§ **Task instructions**:
It is required that all of the data be written out exactly.

§ **Rows from a dataset**:

◆ ◆ ◆

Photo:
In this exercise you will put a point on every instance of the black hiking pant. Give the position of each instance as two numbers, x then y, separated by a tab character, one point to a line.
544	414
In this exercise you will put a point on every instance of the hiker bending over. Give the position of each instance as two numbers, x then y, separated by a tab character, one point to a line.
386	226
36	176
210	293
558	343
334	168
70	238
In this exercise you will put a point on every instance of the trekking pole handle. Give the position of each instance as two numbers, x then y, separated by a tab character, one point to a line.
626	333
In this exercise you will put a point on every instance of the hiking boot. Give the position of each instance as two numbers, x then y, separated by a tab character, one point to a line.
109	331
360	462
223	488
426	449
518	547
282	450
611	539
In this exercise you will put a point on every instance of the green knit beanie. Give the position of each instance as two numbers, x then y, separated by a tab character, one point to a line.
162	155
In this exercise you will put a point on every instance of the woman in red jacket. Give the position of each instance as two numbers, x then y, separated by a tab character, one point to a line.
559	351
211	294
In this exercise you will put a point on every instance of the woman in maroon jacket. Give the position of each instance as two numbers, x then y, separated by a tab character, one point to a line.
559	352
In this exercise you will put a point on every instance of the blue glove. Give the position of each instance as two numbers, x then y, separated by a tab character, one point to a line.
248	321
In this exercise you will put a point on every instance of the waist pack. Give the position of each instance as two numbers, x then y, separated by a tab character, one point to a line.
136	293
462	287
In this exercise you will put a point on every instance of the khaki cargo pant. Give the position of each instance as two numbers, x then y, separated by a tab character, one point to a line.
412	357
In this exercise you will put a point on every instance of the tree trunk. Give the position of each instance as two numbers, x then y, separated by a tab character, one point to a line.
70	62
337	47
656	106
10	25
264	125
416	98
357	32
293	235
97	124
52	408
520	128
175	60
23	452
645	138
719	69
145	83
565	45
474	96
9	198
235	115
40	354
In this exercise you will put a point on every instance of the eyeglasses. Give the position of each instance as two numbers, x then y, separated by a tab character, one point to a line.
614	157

◆ ◆ ◆

§ **Output of the exercise**:
Photo:
In this exercise you will put a point on every instance of the black hiking pant. Give the position of each instance as two numbers, x then y, separated by a tab character, one point to a line.
544	414
In this exercise you will put a point on every instance of the hiker bending over. Give the position of each instance as two numbers, x then y, separated by a tab character, one point to a line.
386	226
36	176
210	293
558	343
334	168
70	238
In this exercise you will put a point on every instance of the trekking pole handle. Give the position of each instance as two numbers, x then y, separated by a tab character, one point to a line.
626	333
In this exercise you will put a point on every instance of the hiking boot. Give the position of each instance as two numbers, x then y, separated by a tab character, one point to a line.
109	331
360	462
223	488
426	449
518	547
282	450
611	539
In this exercise you will put a point on every instance of the green knit beanie. Give the position of each instance as two numbers, x then y, separated by a tab character, one point to a line.
162	155
In this exercise you will put a point on every instance of the woman in red jacket. Give the position of each instance as two numbers, x then y, separated by a tab character, one point to a line.
559	351
211	294
In this exercise you will put a point on every instance of the woman in maroon jacket. Give the position of each instance as two numbers, x then y, separated by a tab character, one point to a line.
559	352
In this exercise you will put a point on every instance of the blue glove. Give the position of each instance as two numbers, x then y, separated by a tab character, one point to a line.
248	321
In this exercise you will put a point on every instance of the waist pack. Give the position of each instance as two numbers, x then y, separated by a tab character, one point to a line.
136	293
462	287
In this exercise you will put a point on every instance of the khaki cargo pant. Give the position of each instance as two numbers, x then y, separated by a tab character, one point to a line.
412	357
In this exercise you will put a point on every instance of the tree trunk. Give the position of each instance as two numbers, x then y, separated by a tab character, one point to a line.
70	62
337	47
656	106
10	25
264	125
416	98
357	32
293	235
97	124
52	408
520	128
175	60
23	452
645	138
719	69
145	83
565	45
474	96
9	198
235	115
40	354
In this exercise you will put a point on every instance of the eyeglasses. Give the position of each instance as two numbers, x then y, separated by a tab character, one point to a line.
614	157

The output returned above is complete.